- _The problem_
Write the records below out again exactly as given, with no images.

- _Supplied data_
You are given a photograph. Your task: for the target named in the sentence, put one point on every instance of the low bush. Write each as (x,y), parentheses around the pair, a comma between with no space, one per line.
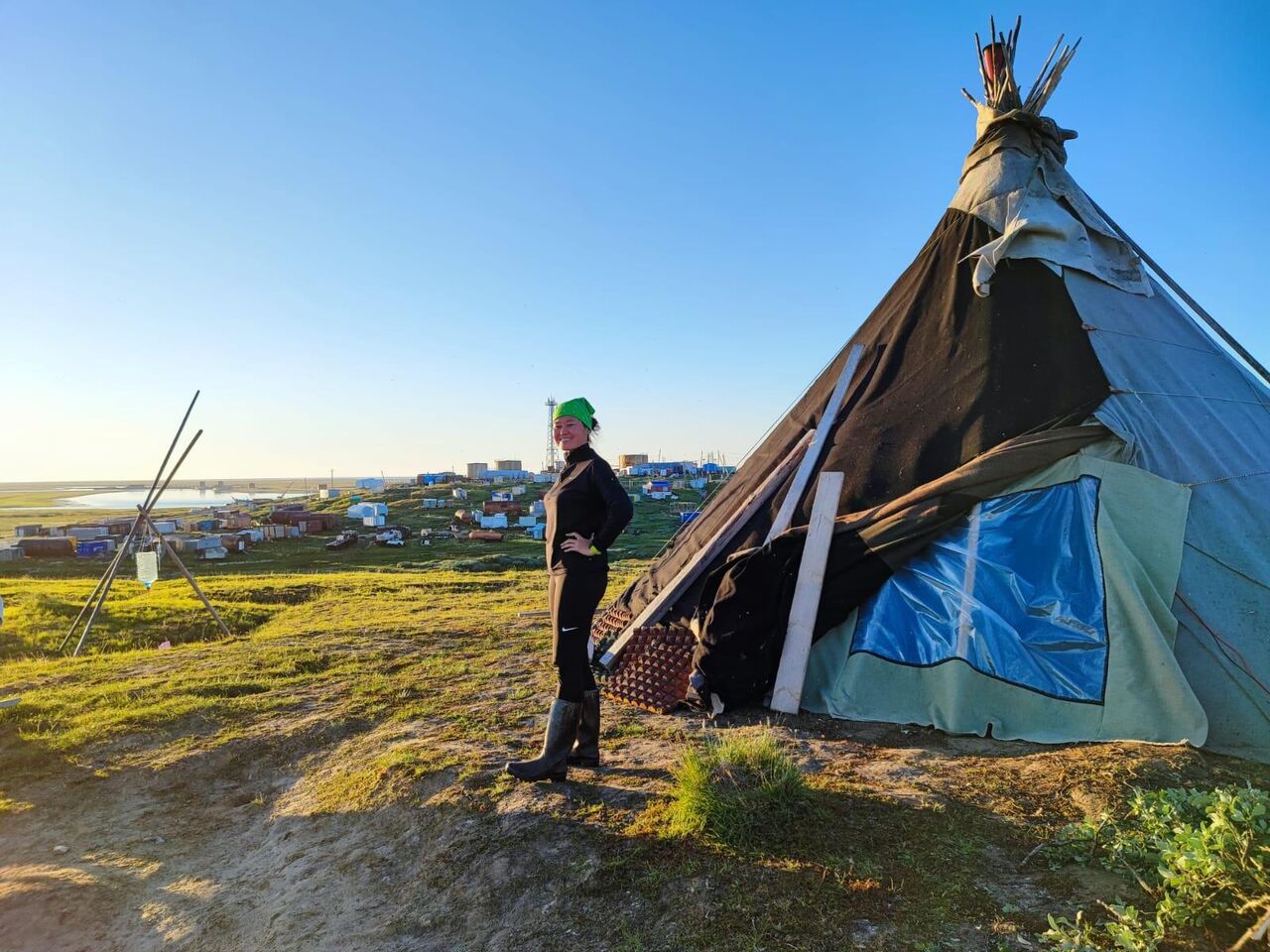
(739,791)
(1203,857)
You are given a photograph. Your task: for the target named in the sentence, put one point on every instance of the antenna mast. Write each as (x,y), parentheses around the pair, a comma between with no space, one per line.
(553,458)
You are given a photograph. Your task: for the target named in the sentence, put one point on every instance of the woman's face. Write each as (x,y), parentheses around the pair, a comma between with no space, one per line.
(570,433)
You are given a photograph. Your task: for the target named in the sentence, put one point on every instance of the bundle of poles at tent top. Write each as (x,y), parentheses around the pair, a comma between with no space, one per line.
(997,70)
(143,524)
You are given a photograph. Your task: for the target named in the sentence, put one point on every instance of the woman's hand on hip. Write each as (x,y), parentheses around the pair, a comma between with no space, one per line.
(576,542)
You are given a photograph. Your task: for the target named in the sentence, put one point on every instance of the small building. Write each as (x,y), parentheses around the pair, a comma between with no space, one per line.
(502,506)
(657,489)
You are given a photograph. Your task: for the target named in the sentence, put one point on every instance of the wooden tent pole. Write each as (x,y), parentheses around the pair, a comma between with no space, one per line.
(136,524)
(788,692)
(785,516)
(109,579)
(703,556)
(185,571)
(1191,301)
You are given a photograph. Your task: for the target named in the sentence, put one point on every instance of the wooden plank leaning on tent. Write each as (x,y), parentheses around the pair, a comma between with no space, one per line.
(785,515)
(788,690)
(808,451)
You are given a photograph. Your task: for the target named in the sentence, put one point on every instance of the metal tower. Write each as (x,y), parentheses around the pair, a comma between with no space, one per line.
(553,460)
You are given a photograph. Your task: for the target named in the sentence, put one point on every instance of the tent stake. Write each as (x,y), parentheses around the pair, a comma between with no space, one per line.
(109,578)
(1191,301)
(785,516)
(788,692)
(695,565)
(185,571)
(136,524)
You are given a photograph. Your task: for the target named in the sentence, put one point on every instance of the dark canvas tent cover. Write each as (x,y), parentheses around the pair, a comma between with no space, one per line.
(1055,524)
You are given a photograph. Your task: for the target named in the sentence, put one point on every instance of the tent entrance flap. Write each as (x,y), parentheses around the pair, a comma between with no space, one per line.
(1064,633)
(998,594)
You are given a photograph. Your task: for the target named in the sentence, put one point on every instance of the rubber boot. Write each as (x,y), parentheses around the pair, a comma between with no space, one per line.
(552,763)
(585,752)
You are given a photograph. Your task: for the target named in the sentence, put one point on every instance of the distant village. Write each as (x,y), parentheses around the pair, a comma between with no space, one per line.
(217,532)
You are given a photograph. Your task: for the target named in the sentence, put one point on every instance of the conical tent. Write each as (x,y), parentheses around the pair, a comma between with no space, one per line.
(1055,522)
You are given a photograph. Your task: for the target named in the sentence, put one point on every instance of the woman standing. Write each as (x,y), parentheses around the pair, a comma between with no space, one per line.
(587,508)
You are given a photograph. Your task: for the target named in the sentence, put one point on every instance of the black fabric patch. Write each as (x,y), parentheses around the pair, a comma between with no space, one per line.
(945,376)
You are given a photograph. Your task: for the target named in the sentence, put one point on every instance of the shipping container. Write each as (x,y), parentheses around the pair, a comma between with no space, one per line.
(41,547)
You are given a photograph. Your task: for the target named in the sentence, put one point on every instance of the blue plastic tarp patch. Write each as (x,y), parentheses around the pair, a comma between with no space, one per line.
(1015,590)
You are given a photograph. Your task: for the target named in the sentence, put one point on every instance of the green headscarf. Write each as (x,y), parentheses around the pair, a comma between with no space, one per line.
(578,408)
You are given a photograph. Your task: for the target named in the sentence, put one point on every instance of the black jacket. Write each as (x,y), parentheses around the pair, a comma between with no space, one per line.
(589,500)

- _Task answer_
You are given a photograph. Your task: for the target named in the sentence, put one point on every instance of the low bush. Write each as (x,y), parentheses around the pair, a comma between with no space, one per line.
(739,791)
(1203,857)
You are given a photograph. Your task: for the target named in the sentence, put one point on every instance of the antenna mast. Write each as (x,y), parentheses around the pair, a comma between with no space, one per line.
(553,458)
You are given a photograph. Your task: for the target named in the sentence, put one point on every instance of the woman's face. Write each as (x,y), parentheses around the pair, a comma between with no space, one per line.
(570,433)
You are given a photograph. Your task: for the target named in the sentence, put one point on every instance of the bundle of poles at tent top. Write each as (x,y), parentheses around the pair, a comma between with no space, one per line.
(997,70)
(143,524)
You are given a photograph. Your task: for the target named in the sentence, put one point on every instance of the woman's hand on hip. Write each as (x,y), parentheses around the pair, a comma between with no space, one per line.
(576,542)
You are given a photograph. Your task: for the target named in the sentence, put one point on every instance of the small building. Write each as (x,y), parentheses around the pair, a comma between with no space, one per line.
(502,506)
(657,489)
You are given a photograph. Your task: for the target named in the sentence, put one point on every instance of the wooden tent pole. Write each as (x,y), parentheses around the pair, a comma between with no space, one per line.
(136,524)
(788,692)
(785,516)
(109,579)
(703,556)
(185,571)
(1191,301)
You are given a photograph. Your task: for the target named in the sentence, put one point on every instance of the wooden plank leaning on tent. Write each as (x,y), parentheses around the pair, a comma between with no space, one per line.
(785,515)
(788,690)
(808,451)
You are given a photograph. Your task: for the target named in the sentence, put one point on every instance of the metal tower. Write each as (x,y), parentheses around the pair, a comma between with no space, one per line.
(553,460)
You are given a photograph. Your task: for the target named in the sentence, put one point on every instance of the tent stake. Write each as (x,y), parentheses around the pair, a comma between with no space, one per line.
(109,578)
(1191,301)
(785,516)
(788,692)
(695,565)
(185,571)
(136,524)
You are given a photograph. Your task: for the target named in the sentence, put one point on every instance of the dark canvas tent cover. Write each as (x,y), parentheses around the pair, a comma between with no space, one per line.
(1055,524)
You are given a photograph. Your task: for the target named in the sentence, put one point on every instance of the tent entrance flap. Write each as (x,y), parentheses around the pair, a comma between with no space, one per line.
(1064,633)
(998,594)
You are given a photograph. Your task: for the target named in the sentence, put one point on every instance of the rubber boot. Write each as (x,y), parentheses around the pair, a comma between with no space, one per line.
(552,763)
(585,752)
You are given a photograph. Your task: for the target named in the sentence, put one point on every instance of the distant village. Write each as (x,y), parentheses around the pair, a comma between with no space, one per line.
(217,532)
You are given a photograph. Your task: for the target named in the sentence, put one point on every instance of the conical tent. Write each as (x,y), parentheses around the pair, a comma between with no space, one per line.
(1055,522)
You are given a photograph. Your task: for the target named in the sentence, put one point on every instance of the woman standing. Write each as (x,y), parentheses around the pair, a comma between with no space, one per line.
(587,508)
You are given a photograph. Your task: for the target named in the sentence, put one point on every instance of the black fabric patch. Write each as (x,y), parentheses around the pair, a comma between with no space, one per line.
(945,376)
You are given a photograph. Your task: for the target named in the sentence, put one point on every instance of the shipping container. Write each as (x,y), parentheses around the pair, a comma between with no space, one per line.
(41,547)
You are given a photograph. Your task: for the target named in the sentence, put one point on every instance of the blue plastic tarp patch. Write each as (x,y), parentheses around the pair, a comma between with no space, one per line.
(1015,590)
You are given a photograph. Your task: for the target named in the sentence, put one point on every instance of the green headscarf. Write each as (x,y), parentheses around the pair, a comma between with no space, one per line.
(578,408)
You are given a photograph. Your task: for the target named in the sentence, put one point on every instance of the black jacket. Write each as (x,y), parentheses around the pair, a comma between with no space, one per line.
(589,500)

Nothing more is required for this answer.